» TEXT EXTRACT
>> Start
It really does work, but like I said, you have to do it forcefully (because we luv them).


----------



## Brinkley & Neyland's Mom (Jun 14, 2004)

You could try the water gun...it works for me MOST of the time!







it is probably a phase...


----------



## barb (Apr 3, 2006)

Seriously, it seems like in training they want us to ignore bad behaviour, and reward good. When the dog is jumping on me to get my attention, she said to turn my back till she stops, then pay attention. When the dog is pulling on the leash, she said stop, step back if I have too, click and reward the dog as soon as she stops pulling. I wonder if you said stop barking, and (maybe get a clicker) click when she stopped, then gave her a treat. They associate the click as good, followed by a treat. It really works well. I guess you would have to get her used to the clicker. You have to click a bunch of times and follow it with a treat to get them used to it. I think that is loading the clicker.

Actually can't you just block posts you don't want to read. We could all just block him.


----------



## Harley & Dakotas Mum (Jun 11, 2005)
>> End
» WHAT TO WORK ON
• 1. In the dog forum thread, what did barb's trainer say to do when the dog jumps on her for attention?
• 2. Write the next part of the dog forum thread, picking up after its final line.
The rows that follow come from a different source.

» RECORDS PROVIDED
>> Start
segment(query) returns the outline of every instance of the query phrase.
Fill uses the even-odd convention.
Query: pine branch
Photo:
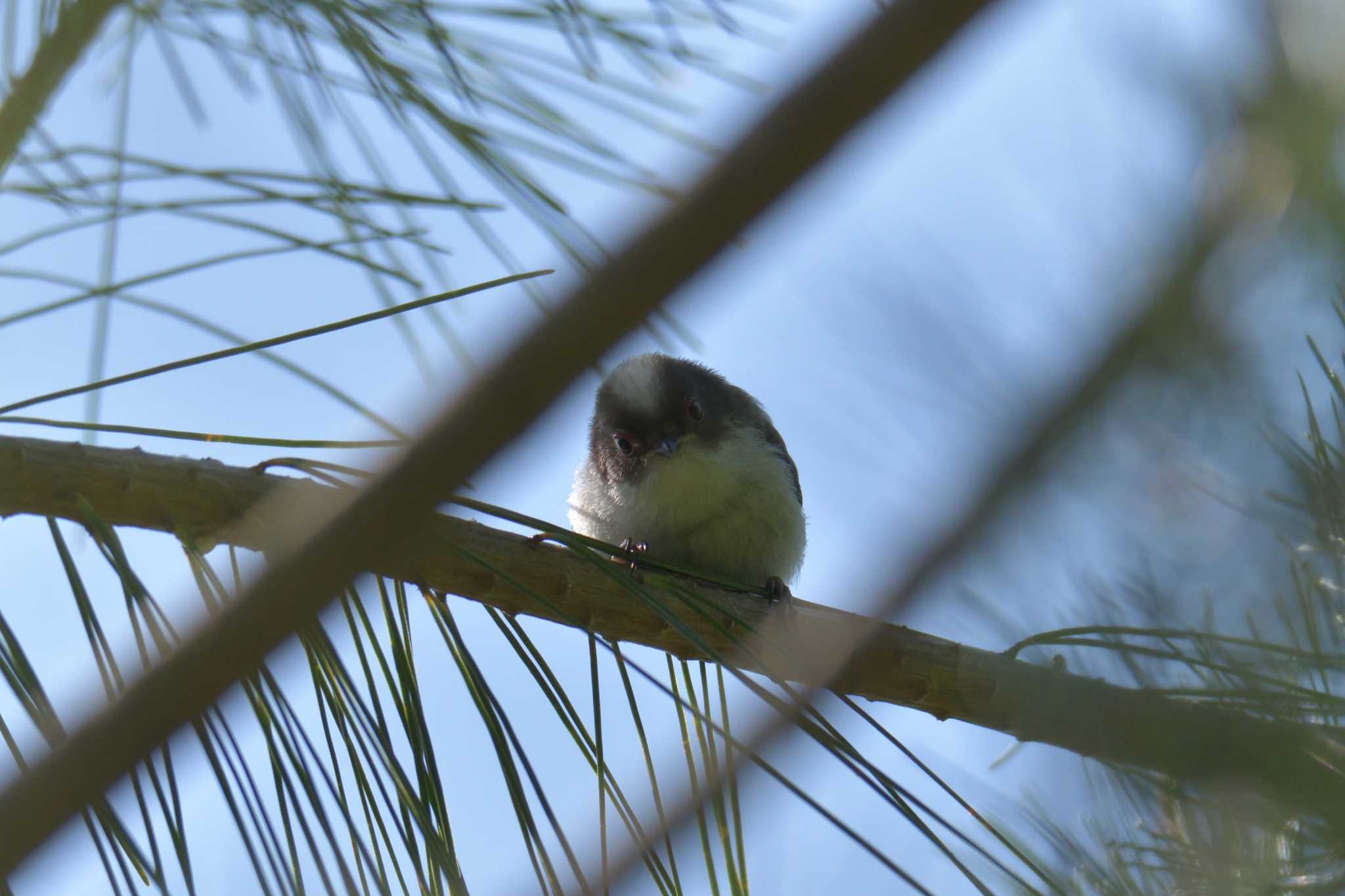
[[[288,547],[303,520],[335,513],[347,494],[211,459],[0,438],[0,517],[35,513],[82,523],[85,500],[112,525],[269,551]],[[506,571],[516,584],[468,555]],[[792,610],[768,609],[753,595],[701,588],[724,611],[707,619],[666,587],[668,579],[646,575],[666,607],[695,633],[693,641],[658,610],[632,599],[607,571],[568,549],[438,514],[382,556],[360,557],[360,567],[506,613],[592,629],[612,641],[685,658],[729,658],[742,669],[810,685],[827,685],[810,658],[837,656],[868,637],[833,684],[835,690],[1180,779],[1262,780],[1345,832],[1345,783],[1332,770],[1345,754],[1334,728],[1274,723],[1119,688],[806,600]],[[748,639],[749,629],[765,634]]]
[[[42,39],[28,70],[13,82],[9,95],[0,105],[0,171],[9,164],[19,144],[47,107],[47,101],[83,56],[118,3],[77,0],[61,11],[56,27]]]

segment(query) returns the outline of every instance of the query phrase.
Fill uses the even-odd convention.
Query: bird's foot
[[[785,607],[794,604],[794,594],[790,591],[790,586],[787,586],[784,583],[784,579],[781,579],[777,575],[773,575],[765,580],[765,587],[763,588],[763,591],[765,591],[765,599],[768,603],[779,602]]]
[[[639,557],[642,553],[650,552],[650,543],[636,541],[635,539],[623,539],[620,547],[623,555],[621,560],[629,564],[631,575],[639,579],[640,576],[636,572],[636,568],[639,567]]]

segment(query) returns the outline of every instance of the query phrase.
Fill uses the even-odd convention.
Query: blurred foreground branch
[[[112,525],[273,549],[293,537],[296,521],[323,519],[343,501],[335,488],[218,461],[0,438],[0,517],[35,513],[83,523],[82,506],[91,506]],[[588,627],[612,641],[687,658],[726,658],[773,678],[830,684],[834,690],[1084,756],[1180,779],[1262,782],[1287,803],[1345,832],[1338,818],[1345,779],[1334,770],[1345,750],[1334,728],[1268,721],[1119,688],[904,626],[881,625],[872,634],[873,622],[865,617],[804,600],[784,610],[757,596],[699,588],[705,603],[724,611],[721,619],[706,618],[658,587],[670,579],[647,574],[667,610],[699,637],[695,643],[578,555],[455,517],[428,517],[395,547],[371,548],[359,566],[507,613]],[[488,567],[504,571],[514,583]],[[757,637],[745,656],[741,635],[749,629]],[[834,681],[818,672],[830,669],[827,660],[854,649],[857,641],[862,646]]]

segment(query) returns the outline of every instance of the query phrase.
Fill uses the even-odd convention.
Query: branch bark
>> End
» ANSWERS FOR THE TASKS
• 1. Turn her back until the dog stops, then pay attention.

• 2.
All good advice I think .... I saw a program on TV last night & the trainer recommended waiting until the barking stops & then saying .. 'no barking' .. then when it's all quite, reward with a treat. I guess it's like anything, just a lot of patience & consistency .... hard to do, but I believe it works.

I had a similar problem with Harley at the weekend - I am attending my sister's wedding this weekend & obviously my family members will all be there leaving no one to take care of my babies, so I have booked a sitter - anyways, he came by on Saturday to meet us & Harley did NOT care for him at all!! He barked & barked & barked at him for nearly 15 minutes! We just ignored him & carried on chatting & eventually Harley realised he wasn't going to get any attention while he was carrying on like a pork chop! When he was quiet, we spoke to him & praised him for being quite .... it seemed to work. I hope he doesnt carry on like that when the sitter comes for real next Saturday!


----------



## Circe's Mommy (Jul 8, 2006)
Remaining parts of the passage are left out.